SHORT TASK
Swap "in this photo" for "in this image" throughout the data below and write it out again with nothing else changed. Leave out the pictures.

DATASET ROWS
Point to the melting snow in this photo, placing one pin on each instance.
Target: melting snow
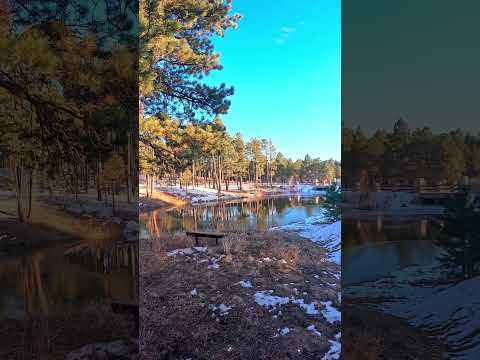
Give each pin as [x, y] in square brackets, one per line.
[315, 229]
[264, 299]
[313, 329]
[330, 313]
[335, 349]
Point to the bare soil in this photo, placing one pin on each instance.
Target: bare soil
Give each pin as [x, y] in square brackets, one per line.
[174, 324]
[372, 335]
[53, 337]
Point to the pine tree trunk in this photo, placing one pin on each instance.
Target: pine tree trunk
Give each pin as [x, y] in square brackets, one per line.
[99, 178]
[113, 198]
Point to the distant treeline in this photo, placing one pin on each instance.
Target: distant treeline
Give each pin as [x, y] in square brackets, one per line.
[205, 152]
[409, 156]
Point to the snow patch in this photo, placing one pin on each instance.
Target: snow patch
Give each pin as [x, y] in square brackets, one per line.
[335, 349]
[244, 284]
[313, 329]
[330, 313]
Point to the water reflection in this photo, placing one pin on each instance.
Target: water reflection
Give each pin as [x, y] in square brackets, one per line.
[51, 281]
[243, 216]
[386, 244]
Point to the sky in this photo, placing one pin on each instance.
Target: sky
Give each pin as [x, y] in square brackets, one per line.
[412, 59]
[284, 61]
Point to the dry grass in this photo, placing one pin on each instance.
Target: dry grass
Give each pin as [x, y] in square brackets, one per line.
[370, 335]
[234, 243]
[177, 325]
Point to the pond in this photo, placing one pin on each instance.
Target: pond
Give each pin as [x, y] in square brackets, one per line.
[245, 215]
[377, 246]
[50, 281]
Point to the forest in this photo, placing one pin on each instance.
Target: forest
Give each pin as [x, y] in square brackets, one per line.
[68, 92]
[181, 135]
[409, 156]
[204, 153]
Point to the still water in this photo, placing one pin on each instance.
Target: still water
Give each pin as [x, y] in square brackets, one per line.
[52, 280]
[243, 215]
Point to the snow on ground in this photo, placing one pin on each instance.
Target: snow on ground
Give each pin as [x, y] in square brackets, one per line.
[244, 284]
[330, 313]
[266, 299]
[282, 332]
[419, 295]
[203, 194]
[198, 194]
[335, 349]
[313, 329]
[315, 229]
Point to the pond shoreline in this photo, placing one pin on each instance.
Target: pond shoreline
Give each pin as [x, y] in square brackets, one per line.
[212, 289]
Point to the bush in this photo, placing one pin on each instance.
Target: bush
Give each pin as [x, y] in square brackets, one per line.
[333, 197]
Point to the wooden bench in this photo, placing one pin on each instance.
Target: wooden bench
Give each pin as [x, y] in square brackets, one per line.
[197, 234]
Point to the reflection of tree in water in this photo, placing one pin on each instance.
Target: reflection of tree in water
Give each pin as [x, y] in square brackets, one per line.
[105, 259]
[246, 215]
[460, 236]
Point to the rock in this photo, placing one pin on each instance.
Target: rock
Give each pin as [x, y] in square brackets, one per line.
[120, 349]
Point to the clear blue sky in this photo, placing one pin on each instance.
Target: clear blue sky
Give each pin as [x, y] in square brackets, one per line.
[284, 61]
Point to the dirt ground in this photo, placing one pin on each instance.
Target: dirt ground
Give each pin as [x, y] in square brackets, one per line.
[53, 337]
[182, 296]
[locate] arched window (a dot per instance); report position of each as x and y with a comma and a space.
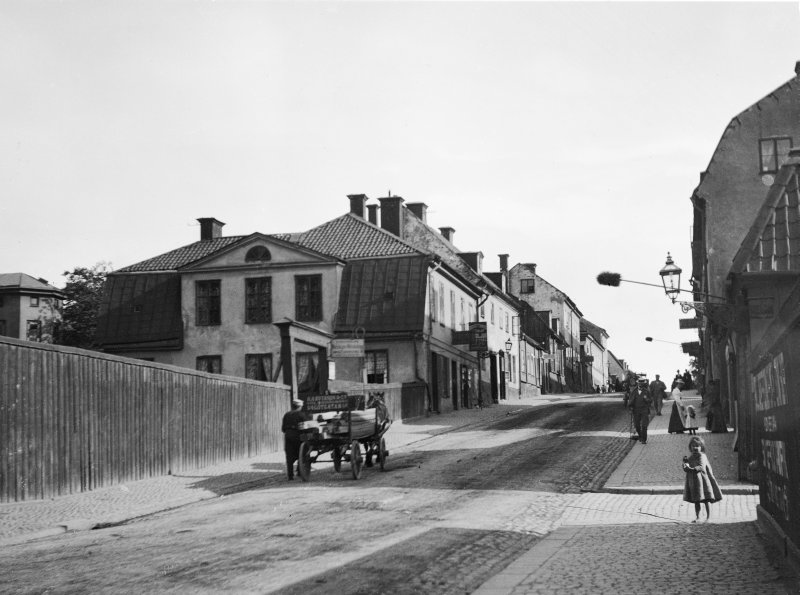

COMPLETED EXERCISE
Point to the melting snow in this image, placing one pin on each instance.
Target: melting snow
Give each pin as [x, y] in square brackets, one per line.
[315, 229]
[264, 299]
[313, 329]
[330, 313]
[335, 349]
Point to the bare soil in this image, placing one pin on each instance.
Target: bare soil
Give each pin as [x, y] in square brackets, one per line.
[174, 324]
[372, 335]
[53, 337]
Point to the pine tree trunk in this image, placing one pin on each instance.
Target: pine tree trunk
Give each pin as [x, y] in square brackets, one per line.
[99, 178]
[113, 198]
Point to the distant treeline in this image, placing one pin on each instance.
Target: distant treeline
Give each pin as [x, y] in square brackets, one per line.
[205, 152]
[409, 156]
Point to the snow patch in this image, placing one pin on each instance.
Target: snow patch
Give each pin as [x, y] in square brackets, one per line.
[335, 349]
[244, 284]
[313, 329]
[330, 313]
Point to the water reflection in this image, placing one pin on each instance.
Target: water reflection
Give each pin as [x, y] in square brackets, one per line.
[51, 281]
[243, 216]
[386, 244]
Point to the sky in this image, placing one pin on each instance.
Target: sky
Give each pin as [x, y] in square brackets, one per line.
[412, 59]
[284, 61]
Point to the dry grass in this image, placing one pin on each instance.
Target: dry grass
Give each pin as [x, y] in square brackets, one per line.
[370, 335]
[234, 243]
[177, 325]
Point to the pond in this image, placing one pin on each instance.
Target: pond
Give each pin as [x, y] in square brackets, one per line.
[245, 215]
[377, 246]
[50, 281]
Point to the forest in this image, placing one pin on each instance.
Target: forest
Give each pin as [x, y] in square brackets, one per line.
[68, 92]
[181, 135]
[409, 156]
[204, 153]
Point to the still water in this image, placing one pin on each instance.
Target: still water
Give each pin as [x, y] in square brackets, one per line.
[52, 280]
[243, 215]
Point to the snow on ground in this image, placing one pin on each instance.
Target: snow on ground
Give each pin as [x, y] in square brackets, one per line.
[244, 284]
[330, 313]
[266, 299]
[282, 332]
[419, 295]
[203, 194]
[198, 194]
[335, 349]
[313, 329]
[315, 229]
Point to the pond shoreline in this image, placing one pin on each instance.
Target: pond shoreline
Give each pin as [x, y] in square brackets, one per line.
[212, 289]
Point to the bush in this image, placing one pin on each instance.
Target: bush
Give each pin as [x, y] in square brackets, one per line.
[333, 197]
Point to the wooden bench in this image, placing one pin on each instance.
Target: wooden bench
Give each pin as [x, y] in square brackets, one per line.
[197, 234]
Point to the reflection of tree in water in this image, placing one pin on each instance.
Target: reflection of tree in water
Give each pin as [x, y] in square brackets, one per line.
[105, 259]
[246, 215]
[460, 236]
Point to the rock in this image, placing one pin on each instance.
Target: rock
Give each pin as [x, y] in square brackets, one per line.
[120, 349]
Point to the clear blue sky in this image, placing one pin on each instance.
Target: clear blue sky
Give each pin as [x, y] in square brackets, one per line.
[284, 61]
Point to the dirt ground in this image, placing one pin on each instance.
Target: dirt ground
Give each pin as [x, y] in square brackets, one per line.
[53, 337]
[182, 296]
[locate] arched window (a dot per instance); report position of each as x and y with a comma and a space.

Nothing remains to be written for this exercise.